• What the task asks:
Line by line, copy the data below exactly.

• Study material:
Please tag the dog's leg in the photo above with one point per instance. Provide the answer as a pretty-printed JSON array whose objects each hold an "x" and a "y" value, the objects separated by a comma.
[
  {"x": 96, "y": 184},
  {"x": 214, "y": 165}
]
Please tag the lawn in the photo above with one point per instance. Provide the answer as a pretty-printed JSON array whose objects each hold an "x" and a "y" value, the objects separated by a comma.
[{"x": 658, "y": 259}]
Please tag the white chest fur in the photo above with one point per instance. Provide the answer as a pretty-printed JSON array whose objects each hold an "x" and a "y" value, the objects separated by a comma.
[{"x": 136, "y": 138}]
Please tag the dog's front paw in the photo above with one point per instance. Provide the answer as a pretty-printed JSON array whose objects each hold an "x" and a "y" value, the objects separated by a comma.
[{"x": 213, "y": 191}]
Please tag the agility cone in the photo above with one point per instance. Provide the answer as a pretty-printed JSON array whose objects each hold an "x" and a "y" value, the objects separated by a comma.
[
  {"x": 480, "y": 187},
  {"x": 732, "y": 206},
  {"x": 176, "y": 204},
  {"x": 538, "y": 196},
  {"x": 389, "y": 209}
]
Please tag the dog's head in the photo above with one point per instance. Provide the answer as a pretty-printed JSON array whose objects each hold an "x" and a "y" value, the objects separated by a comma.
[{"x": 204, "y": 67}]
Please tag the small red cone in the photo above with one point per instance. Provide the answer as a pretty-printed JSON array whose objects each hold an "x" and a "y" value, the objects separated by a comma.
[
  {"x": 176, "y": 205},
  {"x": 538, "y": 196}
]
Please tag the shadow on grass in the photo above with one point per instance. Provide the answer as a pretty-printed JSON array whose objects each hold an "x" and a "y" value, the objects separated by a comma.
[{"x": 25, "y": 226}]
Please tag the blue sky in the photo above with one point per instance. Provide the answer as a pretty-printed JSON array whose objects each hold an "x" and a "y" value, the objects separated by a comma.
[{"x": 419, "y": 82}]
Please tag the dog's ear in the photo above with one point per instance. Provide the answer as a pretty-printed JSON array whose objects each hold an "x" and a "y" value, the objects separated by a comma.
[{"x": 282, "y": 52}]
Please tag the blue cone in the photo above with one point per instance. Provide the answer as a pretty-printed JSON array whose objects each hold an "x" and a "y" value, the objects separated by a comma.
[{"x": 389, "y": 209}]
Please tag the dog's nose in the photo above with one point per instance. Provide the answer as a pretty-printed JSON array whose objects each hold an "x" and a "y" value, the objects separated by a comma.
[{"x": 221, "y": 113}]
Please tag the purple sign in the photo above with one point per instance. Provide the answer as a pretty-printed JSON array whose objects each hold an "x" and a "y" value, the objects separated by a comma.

• Task answer:
Please tag the dog's leg in the photo above with one point per instance. Provide the answer as a pretty-printed JSON array whose objects each hold an "x" and a "y" value, the objects separated by a comma.
[
  {"x": 96, "y": 184},
  {"x": 214, "y": 165}
]
Please tag the lawn in the photo above with one point per instance. Provide the answer as a pretty-printed JSON array whose objects each hold an "x" and a "y" value, the objects separated by a comma.
[{"x": 658, "y": 259}]
Please tag the white chest fur in the photo above with one point per instance. Provide the answer as a pretty-printed JSON array whose objects each hold an "x" and a "y" value, the objects separated by a comma.
[{"x": 136, "y": 138}]
Please tag the dog's front paw in the photo above with one point per instance. Provide the answer as a pretty-printed JSON array whose objects each hold an "x" and a "y" value, the objects separated by a comma.
[{"x": 213, "y": 191}]
Please tag the agility cone in the photo above with one point per instance. Provide the answer as a pretty-printed JSON array whose objects each hold an "x" and a "y" value, the objects separated by a comma.
[
  {"x": 480, "y": 187},
  {"x": 732, "y": 206},
  {"x": 176, "y": 204},
  {"x": 538, "y": 196},
  {"x": 389, "y": 209}
]
Please tag the dog's head in the photo above with one point per instance. Provide the answer as a pretty-printed JSON array whose objects each hold an "x" and a "y" value, the objects separated by a comma.
[{"x": 204, "y": 67}]
Please tag the small red cone in the photo above with one point per instance. Provide the answer as a pretty-printed JSON array whose objects each hold an "x" and a "y" value, the objects separated by a comma.
[
  {"x": 176, "y": 205},
  {"x": 538, "y": 196}
]
Please tag the shadow on grass in the photo above with one point per instance. Provide the answer as a pretty-printed JSON array whose objects each hold an "x" and a "y" value, the objects separated by a comma.
[{"x": 25, "y": 226}]
Please tag the blue sky in the photo above with one point per instance. Provide the answer as a pretty-printed JSON array whose objects each hold an "x" and a "y" value, the objects separated by a comma.
[{"x": 419, "y": 82}]
Please tag the dog's ear in the photo above with one point per instance. Provide the answer as a pretty-printed JSON array whose objects each hold an "x" and a "y" value, the objects separated by a comma.
[{"x": 282, "y": 52}]
Please tag the blue cone in the photo above with one point per instance. Provide the answer as a pretty-printed JSON array whose objects each hold an "x" and a "y" value, the objects separated by a comma.
[{"x": 389, "y": 209}]
Please tag the dog's nose in the photo above with one point per instance. Provide the answer as a pretty-printed JSON array whose objects each hold an "x" and a "y" value, the objects separated by a comma.
[{"x": 221, "y": 113}]
Please tag the purple sign in the photo above with one point per instance. Provide the answer as a pretty-printed JSON array whose objects each hold an "x" and a "y" value, the objects separated by a comma.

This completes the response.